◆ WHAT IS BEING ASKED: Translate into French the following sentence from the tribunal decision below: "The discharged bullet exited via the windscreen with neither the Applicant, his co-accused, the victim or the public harmed."

◆ TEXT SECTION:
>>>
10 He submitted that to properly assess the risk of re-offending, the Tribunal “had to come to grips with the exact nature of the offence and the type of criminal behaviour involved in that event”. The nature of criminal intent and indeed the absence of criminal intent are crucial to the Tribunal’s pathway of reasoning to determine what the risk of re-offending was. In oral submissions the applicant advanced what he said to be an additional error in the Tribunal’s reasons, being another statement made at [140], that the applicant was “reticen[t], in the Tribunal’s opinion, to take full responsibility for his behaviour”. That statement was said by the applicant to have no evidentiary basis. He submitted that he had accepted responsibility because “he plead[ed] guilty at a very early stage”, and the Tribunal had not identified the basis for its conclusion.
11 As a starting point, the sentences at [140] cannot be viewed in isolation.
12 Earlier in its reasons, the Tribunal described and considered the offending conduct: see [11]-[13], [56]-[73]. That description, and the Tribunal’s analysis therein, is not challenged. The description of the offending from [56]-[62] (drawing upon the sentencing remarks of Colefax SC DCJ made on 17 April 2019) is as follows:
56. In July 2018, the Applicant was on bail in connection with earlier alleged offences of resisting and hindering police as well as assaulting police. In the early hours of 22 July 2019, the Applicant and his friend, whilst on an illicit drug and alcohol ‘bender’, decided to play a prank on a taxi driver by holding a firearm at the head of the driver to frighten him. The Tribunal notes, as was pointed out by the Applicant’s counsel on multiple occasions, that this intention of the Applicant was agreed to by the Crown (“the agreed facts”).
57. The Applicant booked a taxi on his mobile telephone with his co-offender. The taxi that arrived was driven by the victim, who was working as a driver whilst studying and financially assisting his wife, who was pregnant with their third child. The parties got into the taxi around 5:13am with the Applicant in the back and his co-offender in the front passenger seat. The taxi arrived at a destination where the Applicant pulled the pistol from his jumper, “racked” the pistol, where an unfired round fell onto the floor of the taxi. The barrel of the pistol was then placed on the neck of the victim. Out of fear, the victim grabbed the Applicant’s arm, and in the subsequent struggle, the gun discharged as there was further ammunition still loaded in the weapon. The discharged bullet exited via the windscreen with neither the Applicant, his co-accused, the victim or the public harmed.
<<<
◆ DATA EXTRACT:
>>>
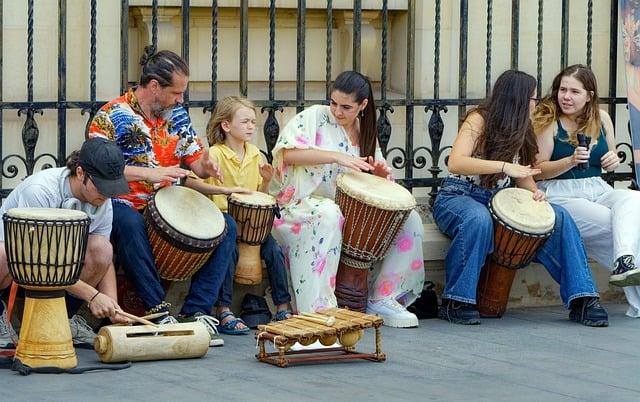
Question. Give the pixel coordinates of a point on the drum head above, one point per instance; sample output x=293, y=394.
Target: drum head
x=255, y=198
x=189, y=212
x=517, y=208
x=376, y=191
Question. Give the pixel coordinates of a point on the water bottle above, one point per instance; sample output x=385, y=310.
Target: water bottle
x=583, y=141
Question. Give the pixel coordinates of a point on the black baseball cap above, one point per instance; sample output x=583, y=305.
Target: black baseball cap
x=103, y=161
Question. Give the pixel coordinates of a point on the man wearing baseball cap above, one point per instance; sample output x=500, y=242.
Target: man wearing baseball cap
x=91, y=177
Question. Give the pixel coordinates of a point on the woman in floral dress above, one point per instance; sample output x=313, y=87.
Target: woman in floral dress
x=313, y=148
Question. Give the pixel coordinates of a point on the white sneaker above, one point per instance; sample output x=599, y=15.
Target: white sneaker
x=393, y=313
x=212, y=326
x=81, y=332
x=8, y=337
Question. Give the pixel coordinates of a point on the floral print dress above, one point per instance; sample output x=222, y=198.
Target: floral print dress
x=310, y=228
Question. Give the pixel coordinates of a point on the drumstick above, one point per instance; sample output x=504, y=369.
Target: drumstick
x=329, y=321
x=155, y=315
x=136, y=318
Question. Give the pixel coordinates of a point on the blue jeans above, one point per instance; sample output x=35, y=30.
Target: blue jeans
x=460, y=211
x=133, y=250
x=272, y=255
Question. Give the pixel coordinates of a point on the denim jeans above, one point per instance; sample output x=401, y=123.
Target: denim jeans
x=133, y=250
x=272, y=255
x=460, y=211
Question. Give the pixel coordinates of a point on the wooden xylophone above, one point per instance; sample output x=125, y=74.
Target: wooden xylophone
x=327, y=327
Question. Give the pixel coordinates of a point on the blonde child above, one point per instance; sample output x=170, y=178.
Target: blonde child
x=229, y=133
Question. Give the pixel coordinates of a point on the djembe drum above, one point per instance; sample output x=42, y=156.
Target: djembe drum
x=184, y=228
x=374, y=210
x=521, y=226
x=45, y=251
x=254, y=215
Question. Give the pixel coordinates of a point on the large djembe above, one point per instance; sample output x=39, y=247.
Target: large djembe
x=374, y=210
x=45, y=251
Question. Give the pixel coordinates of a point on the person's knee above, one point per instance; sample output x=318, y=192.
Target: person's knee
x=99, y=253
x=232, y=230
x=478, y=220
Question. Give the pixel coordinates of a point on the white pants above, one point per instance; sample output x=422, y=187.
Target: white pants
x=608, y=220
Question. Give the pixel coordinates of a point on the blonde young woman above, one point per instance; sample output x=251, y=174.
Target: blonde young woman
x=229, y=132
x=607, y=218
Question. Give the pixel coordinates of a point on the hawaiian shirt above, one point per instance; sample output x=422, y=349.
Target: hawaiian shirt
x=165, y=142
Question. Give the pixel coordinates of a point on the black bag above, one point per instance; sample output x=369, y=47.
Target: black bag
x=425, y=306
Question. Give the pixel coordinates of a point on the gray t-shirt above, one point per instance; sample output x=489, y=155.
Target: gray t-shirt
x=50, y=188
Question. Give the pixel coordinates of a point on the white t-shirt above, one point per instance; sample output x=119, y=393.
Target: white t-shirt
x=50, y=188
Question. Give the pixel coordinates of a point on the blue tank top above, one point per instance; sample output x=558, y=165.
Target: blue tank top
x=562, y=148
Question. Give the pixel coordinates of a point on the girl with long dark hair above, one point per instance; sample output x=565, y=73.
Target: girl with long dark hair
x=495, y=146
x=313, y=148
x=606, y=217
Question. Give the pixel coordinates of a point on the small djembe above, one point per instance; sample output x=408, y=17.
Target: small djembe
x=45, y=251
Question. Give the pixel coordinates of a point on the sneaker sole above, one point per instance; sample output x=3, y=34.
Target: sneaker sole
x=396, y=322
x=629, y=278
x=470, y=321
x=590, y=323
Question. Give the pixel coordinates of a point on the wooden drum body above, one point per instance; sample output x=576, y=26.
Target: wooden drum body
x=521, y=226
x=117, y=343
x=374, y=210
x=184, y=227
x=45, y=252
x=253, y=214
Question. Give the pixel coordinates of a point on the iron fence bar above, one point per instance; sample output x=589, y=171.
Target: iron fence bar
x=1, y=85
x=92, y=68
x=409, y=90
x=300, y=49
x=564, y=40
x=613, y=57
x=488, y=51
x=515, y=33
x=154, y=23
x=436, y=52
x=589, y=31
x=124, y=45
x=62, y=79
x=539, y=47
x=244, y=46
x=462, y=55
x=383, y=123
x=357, y=34
x=214, y=55
x=185, y=42
x=271, y=127
x=328, y=58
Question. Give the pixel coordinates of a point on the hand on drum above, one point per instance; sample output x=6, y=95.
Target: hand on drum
x=103, y=306
x=210, y=168
x=380, y=169
x=237, y=190
x=539, y=195
x=166, y=174
x=580, y=155
x=518, y=171
x=610, y=161
x=358, y=163
x=266, y=171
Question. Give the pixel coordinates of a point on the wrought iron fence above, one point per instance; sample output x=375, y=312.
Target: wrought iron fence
x=414, y=161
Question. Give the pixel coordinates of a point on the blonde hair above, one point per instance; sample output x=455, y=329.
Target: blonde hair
x=224, y=111
x=548, y=112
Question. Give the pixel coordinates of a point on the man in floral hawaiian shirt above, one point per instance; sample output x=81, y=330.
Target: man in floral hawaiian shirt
x=154, y=132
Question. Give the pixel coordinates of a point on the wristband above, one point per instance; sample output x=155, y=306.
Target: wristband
x=94, y=296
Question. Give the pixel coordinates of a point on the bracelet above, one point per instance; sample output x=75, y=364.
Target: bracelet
x=94, y=296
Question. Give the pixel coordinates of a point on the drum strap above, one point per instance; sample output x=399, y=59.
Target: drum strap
x=16, y=365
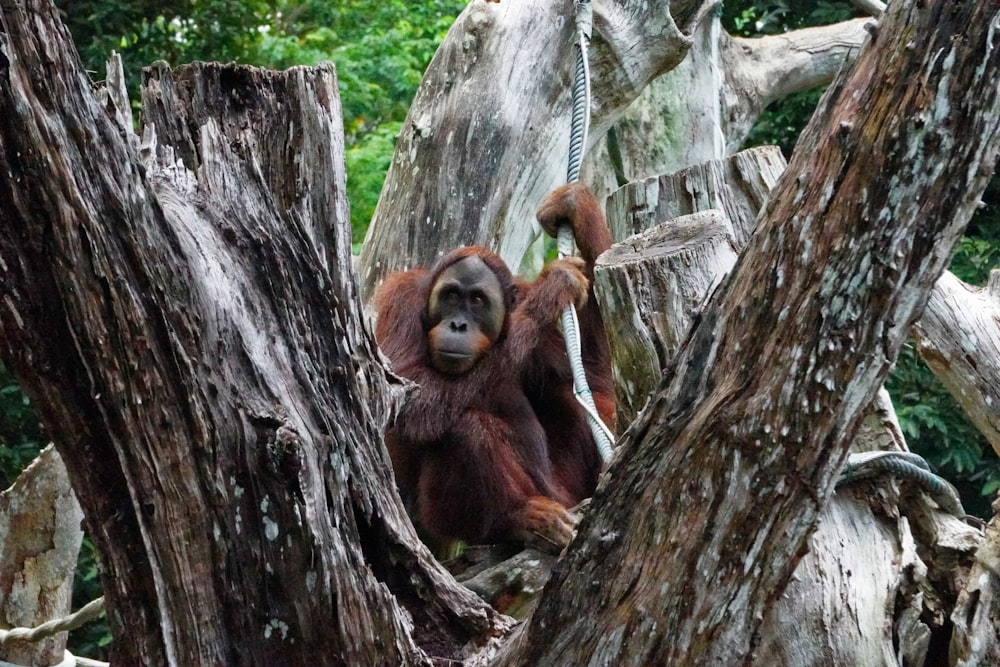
<<<
◆ ANSWER TO THIS PROBLEM: La balle tirée est sortie par le pare-brise sans que le requérant, son coaccusé, la victime ou le public ne soient blessés.